TASK PROMPT
An exact reprint of the listing is required, with no pictures included.

RECORDS FOR THIS TASK
_ _ _

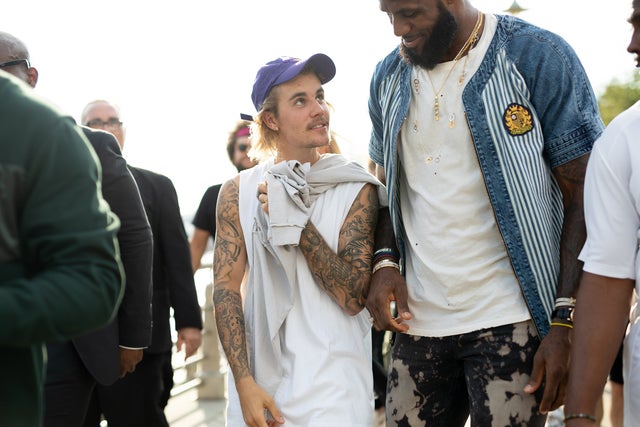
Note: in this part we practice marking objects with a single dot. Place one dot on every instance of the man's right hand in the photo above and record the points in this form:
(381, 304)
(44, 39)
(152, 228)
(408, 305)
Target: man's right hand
(255, 403)
(387, 285)
(129, 358)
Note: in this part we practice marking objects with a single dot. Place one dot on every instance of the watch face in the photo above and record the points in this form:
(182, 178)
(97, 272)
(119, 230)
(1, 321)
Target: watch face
(564, 313)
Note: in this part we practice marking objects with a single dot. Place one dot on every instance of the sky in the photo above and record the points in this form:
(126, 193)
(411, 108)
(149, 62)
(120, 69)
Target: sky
(182, 72)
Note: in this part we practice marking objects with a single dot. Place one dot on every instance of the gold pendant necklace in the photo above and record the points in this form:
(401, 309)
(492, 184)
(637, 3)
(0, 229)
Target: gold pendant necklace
(436, 154)
(471, 41)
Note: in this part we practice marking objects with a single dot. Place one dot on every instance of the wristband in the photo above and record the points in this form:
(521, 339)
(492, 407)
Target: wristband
(563, 313)
(589, 417)
(385, 263)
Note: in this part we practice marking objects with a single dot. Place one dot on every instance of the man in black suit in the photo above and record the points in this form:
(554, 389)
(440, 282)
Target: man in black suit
(139, 399)
(101, 357)
(75, 366)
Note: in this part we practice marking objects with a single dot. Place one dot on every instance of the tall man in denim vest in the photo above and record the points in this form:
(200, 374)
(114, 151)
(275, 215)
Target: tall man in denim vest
(482, 126)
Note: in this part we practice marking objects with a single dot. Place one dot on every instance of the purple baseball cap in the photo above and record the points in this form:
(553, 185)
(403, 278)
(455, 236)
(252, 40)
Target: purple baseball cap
(285, 68)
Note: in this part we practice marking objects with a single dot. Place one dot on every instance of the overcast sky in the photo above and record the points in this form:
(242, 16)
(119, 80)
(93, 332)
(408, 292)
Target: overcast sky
(182, 72)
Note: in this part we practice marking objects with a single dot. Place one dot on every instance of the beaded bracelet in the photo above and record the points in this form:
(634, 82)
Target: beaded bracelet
(385, 253)
(565, 302)
(589, 417)
(566, 325)
(385, 263)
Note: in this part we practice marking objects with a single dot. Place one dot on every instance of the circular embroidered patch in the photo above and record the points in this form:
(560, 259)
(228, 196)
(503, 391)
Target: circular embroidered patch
(517, 119)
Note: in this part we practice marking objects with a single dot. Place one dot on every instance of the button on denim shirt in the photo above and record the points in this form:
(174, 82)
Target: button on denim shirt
(530, 108)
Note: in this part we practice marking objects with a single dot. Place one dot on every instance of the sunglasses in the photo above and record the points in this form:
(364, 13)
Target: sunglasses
(15, 62)
(112, 123)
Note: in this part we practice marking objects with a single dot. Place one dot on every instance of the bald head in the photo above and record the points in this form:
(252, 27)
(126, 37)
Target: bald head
(14, 59)
(101, 114)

_ _ _

ANSWER BELOW
Note: in this part we practice marking objects with a single dot. Place one dot on every instance of the man's right hand in the photo above and record the points in this form:
(381, 304)
(44, 39)
(152, 228)
(408, 305)
Target: man's right hand
(255, 403)
(387, 285)
(129, 358)
Note: in this part we practice marking objects with a single dot. Place one dot on every instance of the watch face in the photo above and record the points in this form:
(182, 178)
(97, 272)
(119, 230)
(1, 321)
Target: watch face
(564, 313)
Note: in this part we practice marking objects with a single dot. Place one dot on every instance of the sky in the photo above and record the points in this form:
(126, 193)
(411, 108)
(149, 62)
(120, 69)
Target: sky
(182, 72)
Note: in this part we practice marking objects with a single dot. Place one dot on every instance of the gold pendant necklace in the photo above and record the points in this form:
(401, 309)
(492, 184)
(637, 3)
(0, 229)
Target: gold pendant necklace
(436, 154)
(471, 41)
Note: in this part we practice marking objects with a single dot. Place one dot on every instance of the wristband in the photo above and record the points in this form:
(521, 339)
(492, 407)
Target: wristband
(563, 313)
(589, 417)
(385, 263)
Note: in this part we practice marking objects with a single dot. Place one dot on every instance of the man in black suit in the photo above and record the points in this form:
(554, 389)
(440, 282)
Target: man in black suit
(139, 399)
(101, 357)
(75, 366)
Note: in this part we practice marking objects with a single dot. Place one dot on every instance of the tall man in denim vest in the photo above and record the points in this form:
(200, 374)
(114, 151)
(275, 215)
Target: tall man in denim vest
(482, 126)
Note: in this part we practice marking objects with a single dot. Place one dot on every instance of the purple baseball cap in the photo above and record the points in this form:
(553, 185)
(403, 278)
(455, 236)
(252, 40)
Target: purple baseball cap
(285, 68)
Note: in this part we practice marking objects with a single dot. Place one dot on every instance of the overcast sky in the photo above and record the points in this form:
(242, 16)
(119, 80)
(93, 332)
(408, 292)
Target: overcast sky
(182, 72)
Note: in this part we practice marking objects with a single dot. Place one dot on every instance of the beaded bracelet in the photo above and record the points in this form:
(634, 82)
Target: beaded bracelet
(385, 253)
(565, 302)
(589, 417)
(566, 325)
(385, 263)
Note: in this part we practice marking objects with a single dot. Place one dot on every instance of the circular embroidered patch in the photo above and record the points in this form:
(560, 259)
(228, 196)
(503, 391)
Target: circular embroidered patch
(517, 119)
Note: in this part we practice marking objects with a single dot. Place one dot on every instance of the button on denim shirt in the photo above and record the points in this form:
(174, 82)
Target: button on denim shirt
(530, 108)
Note: in this part we practice marking objects with a single dot. Place one dot on every instance of the sunglasses in the photo above and record the points in this form:
(364, 13)
Target: sunglasses
(15, 62)
(112, 123)
Note: in this part we practice marking objects with a single dot. Place one dot on every instance of the bald head in the photo above and record the points in this form:
(252, 27)
(126, 37)
Target: bald head
(14, 59)
(101, 114)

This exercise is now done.